__GOAL OF THE EXERCISE__.
Decide whether each statement agrees with the short review of Sebadoh, answering yes or no and quoting the words of the review that settle it: 1. The writer obtained all six Sebadoh albums to build two discs of Barlow-only songs. 2. The writer's discs leave out every cover song. 3. Sebadoh formed when Barlow left Dinosaur Jr.

__EXTRACT TO READ__.
-------

Sebadoh

Imagine if one of your favorite songwriters released songs on albums that also featured songs by a guy who records the antithesis of his music as well as another guy that records simply mediocre songs.  That's what Sebadoh is like for me, with Lou Barlow writing songs I like a lot, but the other guys (who tend to be either annoyingly loud and messy or just boring) adding their crap on top.  The solution for me was to get all six of their albums and create two CDs that have Barlow-only Sebadoh songs on them.  You can do it yourself.  Disc One is the first three albums after Freed Weed (which barely counts) and Disc Two is the second three: it splits perfectly, and you can even keep the cover songs that Lou sings.  Historically, this is the band that formed when Barlow left Dinosaur Jr.

-------

__Records from a data source__.
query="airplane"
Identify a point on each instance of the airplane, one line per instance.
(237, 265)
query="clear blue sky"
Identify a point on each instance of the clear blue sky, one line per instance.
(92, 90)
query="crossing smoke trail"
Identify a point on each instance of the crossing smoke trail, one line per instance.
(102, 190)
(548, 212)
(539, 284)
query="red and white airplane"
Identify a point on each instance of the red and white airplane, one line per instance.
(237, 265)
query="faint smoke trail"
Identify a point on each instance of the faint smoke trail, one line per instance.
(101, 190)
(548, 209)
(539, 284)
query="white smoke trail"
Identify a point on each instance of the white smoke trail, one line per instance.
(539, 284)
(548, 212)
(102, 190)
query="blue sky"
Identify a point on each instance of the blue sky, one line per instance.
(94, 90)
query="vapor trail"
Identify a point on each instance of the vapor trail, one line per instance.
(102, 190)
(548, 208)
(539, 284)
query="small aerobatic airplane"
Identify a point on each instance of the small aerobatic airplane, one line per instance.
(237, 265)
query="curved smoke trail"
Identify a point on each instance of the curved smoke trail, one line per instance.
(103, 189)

-------

__FINAL ANSWER__.
1. Yes: "The solution for me was to get all six of their albums and create two CDs that have Barlow-only Sebadoh songs on them."
2. No: "you can even keep the cover songs that Lou sings."
3. Yes: "this is the band that formed when Barlow left Dinosaur Jr."